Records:

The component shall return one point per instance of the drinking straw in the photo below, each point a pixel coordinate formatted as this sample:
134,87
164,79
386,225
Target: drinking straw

Aim of the exercise:
Recast every line of the records above as a Markdown table with two columns, Row and Line, numbering each row and leaving out blank lines.

Expected answer:
| Row | Line |
|---|---|
| 1 | The component shall return one point per instance of the drinking straw in the photo below, each point a pixel coordinate formatted as this sample: |
| 2 | 134,87 |
| 3 | 164,79 |
| 4 | 386,225 |
| 5 | Target: drinking straw |